SEÇÃO DO DOCUMENTO:
..............................
Decolonizar o Museu – Programa de desordem absoluta, de Françoise Vergès
Françoise Vergès descortina o paradoxo da representação do museu ocidental para seus leitores. Confira resenha do novo livro da autora, publicado este ano pela Ubu Editora
Cientista política, ativista, organizadora de exposições e oficinas em diversos museus e especialista em estudos pós-coloniais, Françoise Vergès esteve no Brasil recentemente, em eventos patrocinados pela Embaixada Francesa no Brasil, para lançamento do livro Decolonizar o Museu – Programa de desordem absoluta. Ela já é conhecida do público brasileiro por dois outros livros lançados também pela Ubu Editora, Uma teoria feminista da violência: por uma política antirracista da proteção (2021) e Um feminismo decolonial (2020).
..............................
TRECHOS DAS ENTRADAS:

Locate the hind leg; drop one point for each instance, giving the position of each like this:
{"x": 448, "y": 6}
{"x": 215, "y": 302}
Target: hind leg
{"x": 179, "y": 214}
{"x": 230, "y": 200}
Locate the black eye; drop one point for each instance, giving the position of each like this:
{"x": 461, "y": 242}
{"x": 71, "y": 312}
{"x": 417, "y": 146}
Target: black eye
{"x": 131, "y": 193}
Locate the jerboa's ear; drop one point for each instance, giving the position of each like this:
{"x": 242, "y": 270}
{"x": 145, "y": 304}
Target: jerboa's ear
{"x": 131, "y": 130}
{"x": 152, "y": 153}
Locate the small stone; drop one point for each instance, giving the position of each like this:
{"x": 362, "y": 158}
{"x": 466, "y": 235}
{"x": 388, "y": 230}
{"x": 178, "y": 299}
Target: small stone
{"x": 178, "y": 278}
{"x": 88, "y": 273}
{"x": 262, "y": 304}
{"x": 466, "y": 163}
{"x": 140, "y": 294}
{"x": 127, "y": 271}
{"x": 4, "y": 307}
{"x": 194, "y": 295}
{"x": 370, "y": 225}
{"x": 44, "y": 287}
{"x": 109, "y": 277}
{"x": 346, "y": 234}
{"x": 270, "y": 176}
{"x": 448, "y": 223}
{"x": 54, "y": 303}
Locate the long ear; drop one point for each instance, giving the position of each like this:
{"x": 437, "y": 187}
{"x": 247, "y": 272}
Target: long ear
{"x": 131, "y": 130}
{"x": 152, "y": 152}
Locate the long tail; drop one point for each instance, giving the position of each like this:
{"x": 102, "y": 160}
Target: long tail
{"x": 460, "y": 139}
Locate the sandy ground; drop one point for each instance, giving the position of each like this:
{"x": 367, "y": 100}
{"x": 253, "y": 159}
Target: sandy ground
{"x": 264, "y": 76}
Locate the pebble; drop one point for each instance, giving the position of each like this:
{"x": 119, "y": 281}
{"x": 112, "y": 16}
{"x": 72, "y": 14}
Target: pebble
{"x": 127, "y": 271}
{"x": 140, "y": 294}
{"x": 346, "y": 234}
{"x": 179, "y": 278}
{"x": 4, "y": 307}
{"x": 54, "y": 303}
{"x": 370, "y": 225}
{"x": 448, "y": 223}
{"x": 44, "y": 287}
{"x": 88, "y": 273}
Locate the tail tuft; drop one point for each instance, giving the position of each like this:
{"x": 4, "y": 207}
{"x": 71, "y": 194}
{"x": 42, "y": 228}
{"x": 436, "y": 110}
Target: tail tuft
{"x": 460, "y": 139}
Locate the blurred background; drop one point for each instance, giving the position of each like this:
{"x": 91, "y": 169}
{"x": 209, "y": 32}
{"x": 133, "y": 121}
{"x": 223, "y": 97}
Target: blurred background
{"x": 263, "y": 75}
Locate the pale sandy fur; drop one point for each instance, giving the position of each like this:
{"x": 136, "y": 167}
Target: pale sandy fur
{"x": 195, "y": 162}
..............................
EXERCÍCIO BREVE 1: Transcreva da resenha sobre o livro de Françoise Vergès tudo o que vai desde "Decolonizar o Museu – Programa de desordem absoluta, de" até "feminismo decolonial (2020).".
EXERCÍCIO BREVE 2: Reescreva em forma de lista o parágrafo da resenha que começa com "Cientista política, ativista", mantendo seus fatos principais.
EXERCÍCIO BREVE 3: Segundo a resenha, por que Françoise Vergès esteve no Brasil recentemente? Responda em uma a três frases.

RESULTADO DA TAREFA 1:
Decolonizar o Museu – Programa de desordem absoluta, de Françoise Vergès
Françoise Vergès descortina o paradoxo da representação do museu ocidental para seus leitores. Confira resenha do novo livro da autora, publicado este ano pela Ubu Editora
Cientista política, ativista, organizadora de exposições e oficinas em diversos museus e especialista em estudos pós-coloniais, Françoise Vergès esteve no Brasil recentemente, em eventos patrocinados pela Embaixada Francesa no Brasil, para lançamento do livro Decolonizar o Museu – Programa de desordem absoluta. Ela já é conhecida do público brasileiro por dois outros livros lançados também pela Ubu Editora, Uma teoria feminista da violência: por uma política antirracista da proteção (2021) e Um feminismo decolonial (2020).

RESULTADO DA TAREFA 2:
- Françoise Vergès é cientista política, ativista, organizadora de exposições e oficinas em diversos museus e especialista em estudos pós-coloniais.
- Esteve recentemente no Brasil, em eventos patrocinados pela Embaixada Francesa no Brasil, para lançar Decolonizar o Museu – Programa de desordem absoluta.
- O público brasileiro já a conhece por dois outros livros também lançados pela Ubu Editora: Uma teoria feminista da violência: por uma política antirracista da proteção (2021) e Um feminismo decolonial (2020).

RESULTADO DA TAREFA 3: Françoise Vergès esteve no Brasil para o lançamento do livro Decolonizar o Museu – Programa de desordem absoluta. A visita ocorreu em eventos patrocinados pela Embaixada Francesa no Brasil.